• PASSAGE:
★ ★ ★ ★ ★

HISTORY OF THE MAIN MENDIP QUARRY COMPANIES
Historically, three main players have dominated the quarrying
industry on Mendip, namely John Wainwright & Co., Foster Yeoman
Ltd., and the companies now embodied in Hanson Aggregates. A fourth
group, now incorporated in Aggregate Industries also accounts for
a number of current operations. Furthermore John Wainwright & Co.
Ltd., Foster Yeoman Ltd. and Morris and Perry & Co. are unusual
in all being independent, locally based companies, although Foster
Yeoman has been recently taken over by Aggregate Industries. A
further feature is the retention (until recently) of quarries by
the County Council.
Tracing the historical development of Mendip quarries is far more
complicated than it would appear today.
The prize for longevity must go to John Wainwright & Co. John
Wainwright became involved in quarrying in the 1880s when acting
as a trustee for a farmer at Downside, just north of Shepton Mallet – some
of the stone from this quarry being supplied to the nearby prison
for stonebreaking as punishment. With the aid of finance from the
Luff family (who became partners), Wainwright purchased land near
Windsor (sometimes spelt Winsor) Hill Tunnel on the Somerset and
Dorset Line and began operations in about 1890, later moving on
to the neighbouring Ham Woods Quarry. The key acquisition, that
of Moon's Hill Quarry, came in 1897, but by 1902 when the company
was incorporated, in addition to these three sites, they managed
units at Cheddar, Wells and Titwell, giving them sources of limestone
along the length of Mendip together with the key igneous rock quarry
in the area. The lease of one of the largest sites, Vobster Quarry
was acquired (along with the colliery estate and railway) in 1904
and another site at Shores Hill, near Gurney Slade was also worked.

★ ★ ★ ★ ★

• GIVEN RECORDS:
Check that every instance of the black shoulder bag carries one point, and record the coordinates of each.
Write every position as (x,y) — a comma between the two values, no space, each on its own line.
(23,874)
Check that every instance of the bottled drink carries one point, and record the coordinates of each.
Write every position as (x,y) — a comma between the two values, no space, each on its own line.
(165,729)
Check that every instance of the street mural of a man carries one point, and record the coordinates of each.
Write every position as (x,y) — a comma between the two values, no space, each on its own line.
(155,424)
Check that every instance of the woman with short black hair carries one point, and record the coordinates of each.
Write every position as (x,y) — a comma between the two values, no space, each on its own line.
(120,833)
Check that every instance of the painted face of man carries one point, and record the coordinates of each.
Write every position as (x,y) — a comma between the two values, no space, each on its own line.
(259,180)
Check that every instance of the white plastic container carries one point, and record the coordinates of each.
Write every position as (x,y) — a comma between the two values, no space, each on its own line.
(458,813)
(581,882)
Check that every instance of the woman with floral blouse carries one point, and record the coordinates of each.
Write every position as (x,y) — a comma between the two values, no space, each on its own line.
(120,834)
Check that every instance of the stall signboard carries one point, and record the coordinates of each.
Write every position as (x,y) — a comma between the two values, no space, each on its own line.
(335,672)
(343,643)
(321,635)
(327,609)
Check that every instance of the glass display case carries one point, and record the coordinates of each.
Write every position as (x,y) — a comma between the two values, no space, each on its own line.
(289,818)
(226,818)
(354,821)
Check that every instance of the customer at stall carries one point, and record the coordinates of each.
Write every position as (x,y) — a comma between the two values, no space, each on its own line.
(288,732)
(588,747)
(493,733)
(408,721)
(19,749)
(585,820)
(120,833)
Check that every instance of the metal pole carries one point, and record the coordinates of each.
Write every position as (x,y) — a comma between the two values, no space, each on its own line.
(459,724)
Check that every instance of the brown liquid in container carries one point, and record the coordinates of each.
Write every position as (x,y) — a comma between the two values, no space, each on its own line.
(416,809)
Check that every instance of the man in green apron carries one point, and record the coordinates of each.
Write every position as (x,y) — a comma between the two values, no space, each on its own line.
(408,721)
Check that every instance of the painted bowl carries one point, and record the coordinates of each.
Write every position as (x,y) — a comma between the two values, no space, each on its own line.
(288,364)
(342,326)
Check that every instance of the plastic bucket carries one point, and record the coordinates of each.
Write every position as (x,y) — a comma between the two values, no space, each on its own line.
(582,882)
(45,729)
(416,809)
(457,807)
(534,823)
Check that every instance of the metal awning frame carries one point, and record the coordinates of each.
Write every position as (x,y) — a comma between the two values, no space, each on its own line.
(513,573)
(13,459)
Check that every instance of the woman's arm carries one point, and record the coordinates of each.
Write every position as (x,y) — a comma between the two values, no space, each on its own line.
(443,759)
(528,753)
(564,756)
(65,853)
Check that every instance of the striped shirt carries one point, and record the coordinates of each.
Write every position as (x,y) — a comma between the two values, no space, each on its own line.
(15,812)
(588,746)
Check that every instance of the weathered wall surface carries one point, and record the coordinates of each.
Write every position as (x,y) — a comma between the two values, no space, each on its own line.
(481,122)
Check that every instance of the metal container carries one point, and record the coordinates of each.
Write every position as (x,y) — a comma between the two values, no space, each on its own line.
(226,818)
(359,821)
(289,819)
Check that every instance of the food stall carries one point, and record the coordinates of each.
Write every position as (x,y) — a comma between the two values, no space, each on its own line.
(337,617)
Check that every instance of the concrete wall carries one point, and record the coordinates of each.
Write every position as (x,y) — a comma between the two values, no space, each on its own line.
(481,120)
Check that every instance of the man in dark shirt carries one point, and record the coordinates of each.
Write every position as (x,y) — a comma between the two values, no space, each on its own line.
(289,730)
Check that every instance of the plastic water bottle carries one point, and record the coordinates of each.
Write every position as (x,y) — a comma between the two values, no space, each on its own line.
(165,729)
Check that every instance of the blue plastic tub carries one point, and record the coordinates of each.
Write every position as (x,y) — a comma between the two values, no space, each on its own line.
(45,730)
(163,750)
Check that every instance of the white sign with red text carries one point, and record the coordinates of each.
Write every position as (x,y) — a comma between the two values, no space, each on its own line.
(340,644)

★ ★ ★ ★ ★

• TASK LIST:
(1) According to the history of the Mendip quarry companies, in what year did John Wainwright & Co. acquire Moon's Hill Quarry?
(2) Write a continuation of the history of the Mendip quarry companies, picking up right after its final sentence.

• THE ANSWERS:
(1) 1897

(2)
By 1912, operations at Cheddar had succumbed to environmental lobbying
and closed and Titwell ceased before 1914.
The most fundamental change came in 1934 when John Wainwright & Co.
pooled their limestone undertakings with those of many other Mendip
concerns, to create Roads Reconstruction (1934) Ltd. However John
Wainwright & Co. not only retained the only igneous rock quarry
on Mendip – the nearest hardstone source to the western Home Counties,
they also acquired a significant shareholding in the new consortium.
A member of the Luff family had a position on that board into the
1950s, as well as continuing to manage Wainwrights. John Wainwright
Ltd. is still a very active independent company, and the only producer of
igneous rock on Mendip.
The origins of Hanson in this area are as follows. The Teign Valley
Granite Co. Ltd. was incorporated in 1910 to run hardstone quarries
between Exeter and Newton Abbot; much of the product was already
being sold into south Somerset and the Hampshire/Dorset areas.
In 1924, reflecting a wider spread of interests, the company changed
its name to Roads Reconstruction Ltd. It made its first acquisition
in Somerset, Mendip Mountain Quarries Ltd. (at Waterlip and also
at Windsor Hill) in the mid 1920s, followed before 1927 by the
Sandford Quarry Co. (operating Sandford Hill and Churchill Limestone
quarries at Winscombe and Conygar Sandstone Quarry, Clevedon).
By 1927 Roads Reconstruction Ltd. had totally refurbished and upgraded
Waterlip, but the prospects there were to prove short-lived.
In the late 1920s and early 1930s, the economic depression was
biting hard, forcing some companies out of business and others
to turn to combining interests and reducing spare capacity by closing
older, run down plants.
In 1933, having by then also acquired the Somerset Quarrying Co.
(operating at Vallis Vale), Roads Reconstruction Ltd. set about
establishing a new company, Roads Reconstruction (1934) Ltd. (referred
to below as RR (1934)) by taking in the Emborough Stone Co. (1928)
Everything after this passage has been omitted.